### TEXT SHOWN
- Occupation: Actress
- Years active: 2009–present

= Olivia Scott Welch =

American actress

Olivia Scott Welch, also known as Olivia Welch, is an American actress. She portrayed Samantha "Sam" Fraser in the Netflix horror film trilogy Fear Street and Heather Nill in the Prime Video series Panic.

==Life and career==
At the age of 11, Welch was already taking her first acting classes and during high school, she traveled to Los Angeles on some occasions, participating in series such as Agent Carter and Modern Family.
Eventually, after Welch's graduation, she settled in California to pursue a professional career.

### DATASET ROWS
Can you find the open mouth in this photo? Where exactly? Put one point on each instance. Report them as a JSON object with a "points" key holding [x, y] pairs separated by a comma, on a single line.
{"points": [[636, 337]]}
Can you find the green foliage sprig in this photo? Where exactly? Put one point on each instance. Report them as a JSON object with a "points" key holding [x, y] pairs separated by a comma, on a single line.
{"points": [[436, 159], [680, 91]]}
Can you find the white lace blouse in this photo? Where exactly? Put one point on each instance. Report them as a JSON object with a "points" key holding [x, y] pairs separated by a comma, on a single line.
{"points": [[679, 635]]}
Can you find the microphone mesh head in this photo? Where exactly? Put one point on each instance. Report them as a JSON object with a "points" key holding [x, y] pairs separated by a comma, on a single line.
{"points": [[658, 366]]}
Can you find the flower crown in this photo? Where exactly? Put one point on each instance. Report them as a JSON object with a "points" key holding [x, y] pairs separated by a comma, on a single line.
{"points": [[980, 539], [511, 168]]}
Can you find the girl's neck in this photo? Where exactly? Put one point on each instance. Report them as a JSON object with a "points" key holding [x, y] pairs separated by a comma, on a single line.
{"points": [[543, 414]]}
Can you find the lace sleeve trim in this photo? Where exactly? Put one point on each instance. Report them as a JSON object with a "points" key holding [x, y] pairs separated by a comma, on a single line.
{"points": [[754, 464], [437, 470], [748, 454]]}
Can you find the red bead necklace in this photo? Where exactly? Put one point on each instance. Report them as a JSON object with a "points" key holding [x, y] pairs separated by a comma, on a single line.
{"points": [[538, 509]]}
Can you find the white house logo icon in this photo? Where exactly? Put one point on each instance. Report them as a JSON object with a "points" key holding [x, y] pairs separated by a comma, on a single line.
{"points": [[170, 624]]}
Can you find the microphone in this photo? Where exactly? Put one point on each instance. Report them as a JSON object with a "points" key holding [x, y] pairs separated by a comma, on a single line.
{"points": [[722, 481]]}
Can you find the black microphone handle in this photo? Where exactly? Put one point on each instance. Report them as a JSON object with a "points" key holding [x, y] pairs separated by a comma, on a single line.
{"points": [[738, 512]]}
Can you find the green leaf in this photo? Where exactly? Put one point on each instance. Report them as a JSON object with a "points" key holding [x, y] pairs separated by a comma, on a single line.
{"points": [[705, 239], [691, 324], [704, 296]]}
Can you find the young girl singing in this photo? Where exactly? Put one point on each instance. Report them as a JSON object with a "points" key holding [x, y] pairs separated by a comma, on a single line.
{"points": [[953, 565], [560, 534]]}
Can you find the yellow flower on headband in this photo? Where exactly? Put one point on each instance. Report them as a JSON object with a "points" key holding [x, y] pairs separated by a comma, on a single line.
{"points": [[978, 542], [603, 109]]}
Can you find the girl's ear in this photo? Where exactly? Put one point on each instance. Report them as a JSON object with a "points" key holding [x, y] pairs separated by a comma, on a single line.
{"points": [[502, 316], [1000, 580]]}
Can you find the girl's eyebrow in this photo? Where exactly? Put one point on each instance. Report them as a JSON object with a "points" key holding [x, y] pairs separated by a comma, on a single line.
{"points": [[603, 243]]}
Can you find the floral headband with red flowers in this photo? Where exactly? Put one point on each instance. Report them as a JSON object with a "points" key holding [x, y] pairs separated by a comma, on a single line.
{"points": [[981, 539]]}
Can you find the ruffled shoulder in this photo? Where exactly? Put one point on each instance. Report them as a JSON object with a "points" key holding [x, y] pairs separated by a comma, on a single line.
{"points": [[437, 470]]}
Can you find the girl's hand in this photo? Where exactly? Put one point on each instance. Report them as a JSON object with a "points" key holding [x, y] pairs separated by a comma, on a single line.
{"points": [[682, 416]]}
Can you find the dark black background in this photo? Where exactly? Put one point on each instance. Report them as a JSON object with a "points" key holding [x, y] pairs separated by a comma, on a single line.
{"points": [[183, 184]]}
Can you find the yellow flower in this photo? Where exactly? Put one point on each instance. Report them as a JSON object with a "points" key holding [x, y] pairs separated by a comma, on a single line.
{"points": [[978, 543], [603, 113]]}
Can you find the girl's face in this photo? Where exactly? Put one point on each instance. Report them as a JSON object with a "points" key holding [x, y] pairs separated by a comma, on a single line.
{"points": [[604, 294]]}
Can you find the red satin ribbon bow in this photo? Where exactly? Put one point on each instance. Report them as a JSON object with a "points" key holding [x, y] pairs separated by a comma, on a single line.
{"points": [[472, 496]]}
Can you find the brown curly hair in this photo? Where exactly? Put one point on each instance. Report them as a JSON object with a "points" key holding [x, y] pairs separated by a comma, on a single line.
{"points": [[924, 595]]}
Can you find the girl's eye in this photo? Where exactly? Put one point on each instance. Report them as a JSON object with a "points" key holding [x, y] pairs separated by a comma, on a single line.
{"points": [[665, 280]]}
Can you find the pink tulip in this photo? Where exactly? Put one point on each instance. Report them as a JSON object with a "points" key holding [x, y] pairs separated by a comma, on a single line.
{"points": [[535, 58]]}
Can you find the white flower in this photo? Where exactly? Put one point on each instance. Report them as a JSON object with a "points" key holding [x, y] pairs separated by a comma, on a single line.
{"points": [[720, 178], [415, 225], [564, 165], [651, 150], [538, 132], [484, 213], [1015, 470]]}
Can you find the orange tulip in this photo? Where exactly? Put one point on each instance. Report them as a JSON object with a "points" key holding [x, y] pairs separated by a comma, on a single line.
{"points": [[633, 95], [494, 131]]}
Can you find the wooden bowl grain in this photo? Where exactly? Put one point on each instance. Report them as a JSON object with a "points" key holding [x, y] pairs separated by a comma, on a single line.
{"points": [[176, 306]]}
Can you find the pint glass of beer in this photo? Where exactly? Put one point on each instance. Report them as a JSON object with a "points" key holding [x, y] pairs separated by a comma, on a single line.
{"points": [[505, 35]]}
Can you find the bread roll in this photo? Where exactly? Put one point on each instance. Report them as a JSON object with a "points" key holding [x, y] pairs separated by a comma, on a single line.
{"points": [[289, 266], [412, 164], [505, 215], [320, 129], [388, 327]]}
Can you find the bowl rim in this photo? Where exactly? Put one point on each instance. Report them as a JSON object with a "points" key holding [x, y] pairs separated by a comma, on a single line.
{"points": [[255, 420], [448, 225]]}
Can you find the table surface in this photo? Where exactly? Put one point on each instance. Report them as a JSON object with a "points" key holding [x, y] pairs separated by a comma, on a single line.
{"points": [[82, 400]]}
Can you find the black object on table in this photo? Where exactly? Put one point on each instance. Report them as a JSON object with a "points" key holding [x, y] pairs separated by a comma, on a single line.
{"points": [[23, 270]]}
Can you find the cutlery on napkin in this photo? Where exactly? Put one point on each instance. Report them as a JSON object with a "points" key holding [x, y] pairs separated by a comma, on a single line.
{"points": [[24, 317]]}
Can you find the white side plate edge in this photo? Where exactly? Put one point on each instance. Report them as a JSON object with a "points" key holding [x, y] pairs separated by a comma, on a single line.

### EXERCISE REQUIREMENTS
Using the Olivia Scott Welch biography, explain in one to three sentences why she settled in California after graduating.

### SOLUTION TO THE EXERCISE
Welch settled in California to pursue a professional career. This followed her graduation, after she had taken acting classes from age 11 and traveled to Los Angeles during high school to appear in series such as Agent Carter and Modern Family.